### What you should do
Searching the material below, find each line that includes the word "target", and copy it.

### Entries provided
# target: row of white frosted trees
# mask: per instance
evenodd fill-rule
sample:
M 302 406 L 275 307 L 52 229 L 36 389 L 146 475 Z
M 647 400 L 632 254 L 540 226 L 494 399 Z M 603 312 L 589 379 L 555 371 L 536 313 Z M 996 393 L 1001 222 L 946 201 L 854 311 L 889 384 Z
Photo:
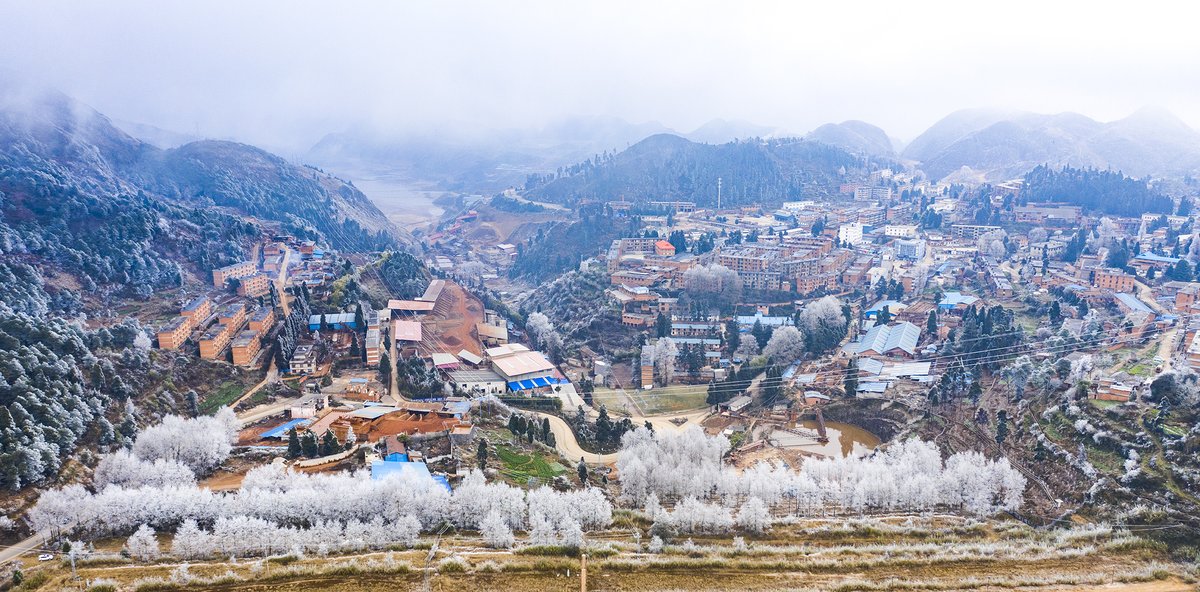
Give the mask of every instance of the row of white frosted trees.
M 430 480 L 306 474 L 282 464 L 250 471 L 233 492 L 197 486 L 193 467 L 210 469 L 228 454 L 214 442 L 227 445 L 230 425 L 222 416 L 147 430 L 132 453 L 102 461 L 95 491 L 71 485 L 43 494 L 30 512 L 33 527 L 85 538 L 134 533 L 127 550 L 142 558 L 160 552 L 157 532 L 174 531 L 172 554 L 197 559 L 412 545 L 442 525 L 477 530 L 493 547 L 512 546 L 515 531 L 525 531 L 531 545 L 578 547 L 586 531 L 612 522 L 612 505 L 598 488 L 526 491 L 486 483 L 475 471 L 453 493 Z M 168 430 L 193 446 L 170 443 Z M 785 516 L 830 510 L 987 515 L 1015 509 L 1025 487 L 1003 459 L 959 453 L 943 461 L 919 441 L 869 459 L 808 460 L 799 470 L 760 464 L 739 472 L 724 462 L 728 448 L 724 437 L 696 428 L 674 436 L 630 432 L 617 462 L 621 501 L 642 508 L 662 533 L 759 533 Z

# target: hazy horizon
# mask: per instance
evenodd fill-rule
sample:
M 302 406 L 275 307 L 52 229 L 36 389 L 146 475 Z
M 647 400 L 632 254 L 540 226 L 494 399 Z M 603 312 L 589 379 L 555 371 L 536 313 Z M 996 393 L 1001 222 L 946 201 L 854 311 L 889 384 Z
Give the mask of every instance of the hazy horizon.
M 47 2 L 9 7 L 0 71 L 118 121 L 288 151 L 355 127 L 573 117 L 796 134 L 857 119 L 907 142 L 965 108 L 1157 106 L 1200 128 L 1196 9 L 1168 6 Z

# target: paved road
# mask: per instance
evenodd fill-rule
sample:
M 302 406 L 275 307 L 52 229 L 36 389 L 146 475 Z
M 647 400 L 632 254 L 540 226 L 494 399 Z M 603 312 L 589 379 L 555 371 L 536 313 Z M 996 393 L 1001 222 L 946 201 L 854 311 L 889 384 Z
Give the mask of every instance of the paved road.
M 39 532 L 23 541 L 14 543 L 11 547 L 0 549 L 0 563 L 8 563 L 30 551 L 40 550 L 49 538 L 49 533 Z

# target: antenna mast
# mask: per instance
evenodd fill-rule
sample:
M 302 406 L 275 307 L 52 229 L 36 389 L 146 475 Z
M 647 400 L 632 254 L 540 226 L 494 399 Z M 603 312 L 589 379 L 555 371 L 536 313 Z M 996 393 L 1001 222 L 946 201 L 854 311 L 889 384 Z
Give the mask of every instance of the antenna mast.
M 721 210 L 721 178 L 717 177 L 717 211 Z

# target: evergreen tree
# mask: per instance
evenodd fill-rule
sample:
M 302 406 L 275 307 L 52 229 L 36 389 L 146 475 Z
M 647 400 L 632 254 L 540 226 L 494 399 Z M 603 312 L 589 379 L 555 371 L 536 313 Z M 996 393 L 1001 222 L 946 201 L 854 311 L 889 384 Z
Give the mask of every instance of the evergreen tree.
M 846 378 L 842 388 L 847 397 L 858 396 L 858 360 L 855 358 L 850 358 L 850 364 L 846 367 Z
M 654 321 L 654 334 L 656 337 L 671 336 L 671 317 L 666 313 L 658 313 L 658 318 Z
M 339 449 L 341 449 L 341 445 L 338 443 L 337 436 L 333 435 L 333 430 L 325 430 L 325 435 L 321 436 L 321 456 L 337 454 Z
M 936 339 L 937 338 L 937 330 L 938 330 L 938 318 L 937 318 L 937 309 L 935 308 L 935 309 L 929 311 L 929 319 L 925 321 L 925 332 L 927 334 L 929 334 L 929 336 L 931 338 Z
M 296 458 L 300 456 L 302 452 L 303 451 L 300 449 L 300 436 L 296 433 L 296 426 L 292 426 L 292 429 L 288 430 L 287 457 Z
M 1008 412 L 1001 409 L 996 412 L 996 443 L 1003 445 L 1008 438 Z
M 579 465 L 575 467 L 575 471 L 579 473 L 579 483 L 584 487 L 587 486 L 588 468 L 583 462 L 583 457 L 579 457 Z
M 317 435 L 312 432 L 304 432 L 300 436 L 300 450 L 308 458 L 316 458 L 320 456 L 320 445 L 317 443 Z

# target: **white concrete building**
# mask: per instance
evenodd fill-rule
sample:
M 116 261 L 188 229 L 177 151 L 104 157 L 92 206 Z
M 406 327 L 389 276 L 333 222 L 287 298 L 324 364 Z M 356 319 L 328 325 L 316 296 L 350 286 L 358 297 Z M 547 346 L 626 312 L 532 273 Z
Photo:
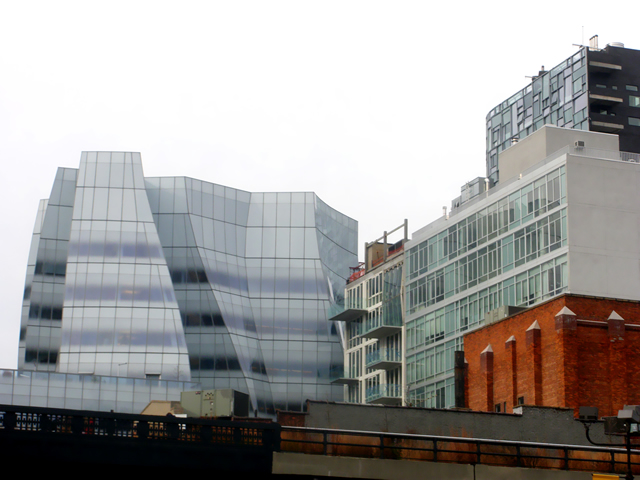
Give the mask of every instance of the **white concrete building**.
M 500 308 L 564 292 L 640 300 L 640 155 L 618 145 L 616 135 L 544 126 L 500 154 L 497 186 L 413 234 L 409 404 L 454 406 L 453 352 Z
M 402 237 L 390 242 L 393 235 Z M 365 244 L 365 261 L 352 268 L 344 310 L 330 320 L 343 321 L 344 372 L 333 383 L 345 385 L 351 403 L 404 404 L 404 243 L 408 224 Z

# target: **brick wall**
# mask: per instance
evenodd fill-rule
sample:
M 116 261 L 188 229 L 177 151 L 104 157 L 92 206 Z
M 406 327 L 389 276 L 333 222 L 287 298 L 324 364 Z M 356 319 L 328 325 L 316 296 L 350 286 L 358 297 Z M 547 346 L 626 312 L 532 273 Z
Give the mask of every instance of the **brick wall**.
M 562 295 L 468 333 L 464 350 L 472 410 L 511 413 L 523 399 L 607 416 L 640 403 L 638 302 Z

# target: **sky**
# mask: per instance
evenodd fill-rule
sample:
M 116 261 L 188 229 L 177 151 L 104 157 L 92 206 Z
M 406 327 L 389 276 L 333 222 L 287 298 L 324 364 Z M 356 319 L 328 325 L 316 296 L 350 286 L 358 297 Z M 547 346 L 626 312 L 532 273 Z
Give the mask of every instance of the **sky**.
M 0 368 L 16 368 L 38 201 L 86 150 L 146 176 L 314 191 L 365 241 L 485 173 L 485 117 L 637 0 L 0 0 Z

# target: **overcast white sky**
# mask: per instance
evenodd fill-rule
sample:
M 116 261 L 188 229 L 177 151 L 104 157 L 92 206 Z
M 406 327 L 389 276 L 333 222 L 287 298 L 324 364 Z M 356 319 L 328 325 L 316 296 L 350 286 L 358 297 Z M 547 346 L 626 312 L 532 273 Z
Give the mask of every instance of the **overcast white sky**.
M 638 1 L 606 10 L 0 0 L 0 368 L 17 364 L 38 201 L 81 151 L 139 151 L 147 176 L 314 191 L 358 220 L 362 250 L 484 175 L 485 116 L 525 76 L 594 34 L 640 49 Z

### Task result
# target: row of white frosted trees
# target: hazy horizon
# target: paved road
# target: antenna mast
# target: evergreen tree
# target: **white concrete building**
# target: **brick wall**
# target: **sky**
# target: **overcast white sky**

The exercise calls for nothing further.